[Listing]
Begin
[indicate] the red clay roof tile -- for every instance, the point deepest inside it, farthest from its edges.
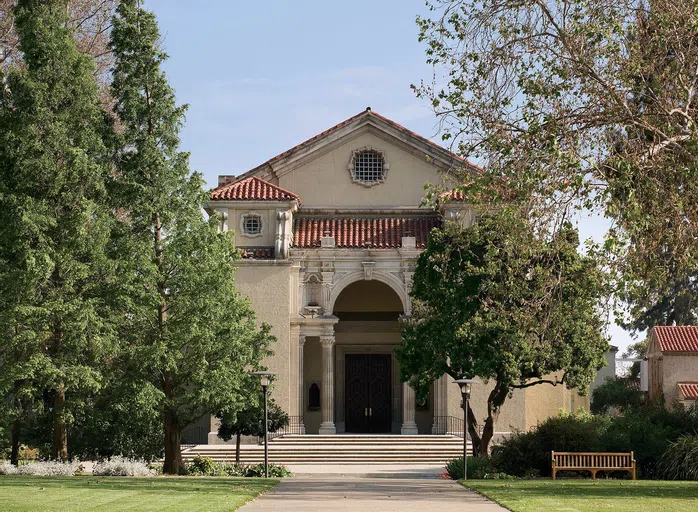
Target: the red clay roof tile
(259, 253)
(375, 232)
(673, 338)
(689, 390)
(252, 189)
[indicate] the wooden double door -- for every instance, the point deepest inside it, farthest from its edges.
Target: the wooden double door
(367, 385)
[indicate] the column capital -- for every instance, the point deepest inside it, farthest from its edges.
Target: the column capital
(327, 339)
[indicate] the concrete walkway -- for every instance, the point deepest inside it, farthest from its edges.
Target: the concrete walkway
(351, 494)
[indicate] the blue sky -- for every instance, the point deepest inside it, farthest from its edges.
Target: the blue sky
(261, 77)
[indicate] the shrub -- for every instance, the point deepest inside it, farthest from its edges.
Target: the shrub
(205, 466)
(7, 469)
(41, 468)
(528, 454)
(478, 467)
(257, 470)
(680, 461)
(619, 393)
(122, 466)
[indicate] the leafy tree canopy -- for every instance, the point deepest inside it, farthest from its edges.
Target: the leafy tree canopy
End
The exercise »
Copy out every line of the listing above word for word, leaving out the pictures.

Answer to this task »
[indicate] the red clay roof tile -- for every instance, the point deepest inside it, farthest from its edges.
Target: the red clay roof tile
(259, 253)
(375, 232)
(673, 338)
(689, 390)
(252, 189)
[indicate] the wooden double door -- for every instance, the point deepest inside it, farthest from its edges.
Target: the wooden double door
(367, 385)
[indicate] the column capital -- for every instance, the point deepest inside it, farthest from its edges.
Target: the column capital
(327, 339)
[indicate] the concrete walkway -- for every instance, the point deepest inside it, farthest from its edges.
Target: the concrete walkway
(351, 494)
[indicate] the blue sky -- for every instance, the point deepest inside it, farthest from its edges.
Target: the blue sky
(261, 77)
[indicate] the shrub -- for every instance, the point deepest inside it, farthest from its edges.
Target: the shrub
(205, 466)
(7, 469)
(41, 468)
(528, 454)
(478, 467)
(257, 470)
(680, 461)
(619, 393)
(122, 466)
[indicate] the leafy tree canopy -- for every instance, the point deepest inside it, farthest from its edges.
Target: the leafy tree canopy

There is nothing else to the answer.